- **Given task**
Starting from the line containing "the white round", write out the rest of the entries exactly, through the final line, including nothing else.

- **Some records**
^^^^
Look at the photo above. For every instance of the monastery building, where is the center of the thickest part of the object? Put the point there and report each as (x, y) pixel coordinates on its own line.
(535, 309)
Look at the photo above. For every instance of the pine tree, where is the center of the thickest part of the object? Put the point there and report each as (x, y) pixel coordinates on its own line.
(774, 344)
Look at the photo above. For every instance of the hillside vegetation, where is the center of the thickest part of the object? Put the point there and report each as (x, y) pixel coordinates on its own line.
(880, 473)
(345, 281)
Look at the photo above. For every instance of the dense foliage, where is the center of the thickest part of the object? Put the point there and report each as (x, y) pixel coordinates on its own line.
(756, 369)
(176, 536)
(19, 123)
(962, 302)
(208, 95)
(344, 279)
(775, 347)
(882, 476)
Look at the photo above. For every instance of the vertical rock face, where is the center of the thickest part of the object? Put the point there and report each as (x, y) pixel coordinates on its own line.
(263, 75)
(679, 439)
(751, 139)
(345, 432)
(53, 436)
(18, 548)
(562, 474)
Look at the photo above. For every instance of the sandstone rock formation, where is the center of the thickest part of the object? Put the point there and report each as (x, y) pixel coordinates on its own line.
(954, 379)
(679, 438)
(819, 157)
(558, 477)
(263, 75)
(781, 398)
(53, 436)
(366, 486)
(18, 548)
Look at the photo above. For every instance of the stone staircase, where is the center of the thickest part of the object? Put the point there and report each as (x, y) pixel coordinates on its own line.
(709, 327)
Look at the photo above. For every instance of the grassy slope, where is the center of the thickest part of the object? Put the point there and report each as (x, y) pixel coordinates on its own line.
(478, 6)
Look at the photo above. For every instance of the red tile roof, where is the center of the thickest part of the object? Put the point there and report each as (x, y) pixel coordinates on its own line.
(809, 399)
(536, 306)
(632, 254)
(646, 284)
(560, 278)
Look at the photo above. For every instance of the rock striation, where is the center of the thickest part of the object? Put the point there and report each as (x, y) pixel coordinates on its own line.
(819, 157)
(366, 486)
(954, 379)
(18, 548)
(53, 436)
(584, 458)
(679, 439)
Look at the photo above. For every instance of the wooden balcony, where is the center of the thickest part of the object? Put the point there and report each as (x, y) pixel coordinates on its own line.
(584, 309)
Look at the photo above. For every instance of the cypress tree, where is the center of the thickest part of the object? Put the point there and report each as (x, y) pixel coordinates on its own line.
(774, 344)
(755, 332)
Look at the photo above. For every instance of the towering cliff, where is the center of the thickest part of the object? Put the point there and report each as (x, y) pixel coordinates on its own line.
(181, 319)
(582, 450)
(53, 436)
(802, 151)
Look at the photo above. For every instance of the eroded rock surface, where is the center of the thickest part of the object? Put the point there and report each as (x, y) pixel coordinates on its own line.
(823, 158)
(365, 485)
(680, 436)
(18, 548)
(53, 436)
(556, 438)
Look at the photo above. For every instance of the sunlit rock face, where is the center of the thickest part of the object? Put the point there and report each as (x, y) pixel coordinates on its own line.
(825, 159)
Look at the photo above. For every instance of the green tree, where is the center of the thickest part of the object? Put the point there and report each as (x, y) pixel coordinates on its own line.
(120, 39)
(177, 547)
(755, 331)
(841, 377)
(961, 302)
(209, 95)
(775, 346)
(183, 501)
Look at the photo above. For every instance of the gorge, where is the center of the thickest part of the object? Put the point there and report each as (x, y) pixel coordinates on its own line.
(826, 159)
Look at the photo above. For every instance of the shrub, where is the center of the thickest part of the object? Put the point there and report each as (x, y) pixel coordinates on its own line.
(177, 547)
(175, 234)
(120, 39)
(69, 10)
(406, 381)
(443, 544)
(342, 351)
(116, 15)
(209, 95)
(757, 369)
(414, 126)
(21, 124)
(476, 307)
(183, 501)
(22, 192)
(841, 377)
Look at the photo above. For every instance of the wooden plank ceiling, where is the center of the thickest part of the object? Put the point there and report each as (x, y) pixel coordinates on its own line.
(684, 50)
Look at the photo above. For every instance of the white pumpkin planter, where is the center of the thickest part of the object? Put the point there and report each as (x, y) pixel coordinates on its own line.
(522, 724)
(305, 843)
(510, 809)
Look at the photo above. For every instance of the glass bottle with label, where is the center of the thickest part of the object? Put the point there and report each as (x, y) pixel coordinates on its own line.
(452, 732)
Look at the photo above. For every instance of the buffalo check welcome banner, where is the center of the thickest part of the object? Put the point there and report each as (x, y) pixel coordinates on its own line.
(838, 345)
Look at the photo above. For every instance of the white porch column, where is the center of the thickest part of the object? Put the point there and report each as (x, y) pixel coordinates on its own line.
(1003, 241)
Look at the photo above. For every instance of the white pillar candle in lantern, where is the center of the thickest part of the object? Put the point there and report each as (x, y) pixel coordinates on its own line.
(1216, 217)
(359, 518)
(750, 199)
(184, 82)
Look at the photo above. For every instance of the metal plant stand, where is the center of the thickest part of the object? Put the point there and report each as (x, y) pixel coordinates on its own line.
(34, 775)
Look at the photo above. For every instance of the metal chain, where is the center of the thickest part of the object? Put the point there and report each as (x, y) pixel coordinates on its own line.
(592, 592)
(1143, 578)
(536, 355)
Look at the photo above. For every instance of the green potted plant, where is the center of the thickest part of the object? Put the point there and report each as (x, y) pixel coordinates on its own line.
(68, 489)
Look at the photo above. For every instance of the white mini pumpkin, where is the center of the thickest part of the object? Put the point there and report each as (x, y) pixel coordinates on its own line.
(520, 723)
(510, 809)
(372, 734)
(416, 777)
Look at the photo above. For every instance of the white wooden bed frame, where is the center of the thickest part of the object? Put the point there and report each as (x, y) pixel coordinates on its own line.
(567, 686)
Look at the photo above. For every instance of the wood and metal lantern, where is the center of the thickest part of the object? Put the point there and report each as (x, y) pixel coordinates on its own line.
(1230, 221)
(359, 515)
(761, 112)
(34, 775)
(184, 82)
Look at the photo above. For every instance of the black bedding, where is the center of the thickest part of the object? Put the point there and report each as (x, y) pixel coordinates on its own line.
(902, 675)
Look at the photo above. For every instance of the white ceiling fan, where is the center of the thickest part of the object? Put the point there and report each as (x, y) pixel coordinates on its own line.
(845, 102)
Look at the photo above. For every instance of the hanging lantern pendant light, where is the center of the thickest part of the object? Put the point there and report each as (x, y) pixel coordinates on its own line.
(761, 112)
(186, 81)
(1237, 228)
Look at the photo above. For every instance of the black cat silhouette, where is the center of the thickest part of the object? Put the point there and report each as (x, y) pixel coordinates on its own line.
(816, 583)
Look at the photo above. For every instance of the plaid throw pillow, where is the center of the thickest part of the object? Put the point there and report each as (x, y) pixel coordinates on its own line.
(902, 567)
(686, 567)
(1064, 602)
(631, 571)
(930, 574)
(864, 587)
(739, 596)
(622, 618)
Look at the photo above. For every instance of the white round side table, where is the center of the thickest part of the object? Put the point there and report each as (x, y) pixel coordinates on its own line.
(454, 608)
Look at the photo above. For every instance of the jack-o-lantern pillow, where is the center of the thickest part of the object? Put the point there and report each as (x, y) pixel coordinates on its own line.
^^^^
- **Answer to the exercise**
Look at the photo above. For every instance of the white round side table, where is the center of the thickest part of the object? Put the point there and report each as (x, y) pixel coordinates on its own line.
(454, 608)
Look at the photo above. For every instance of the jack-o-lantern pillow, where is the center of the thickest part of the object? Put the point there and report each as (x, y) pixel coordinates on its own line.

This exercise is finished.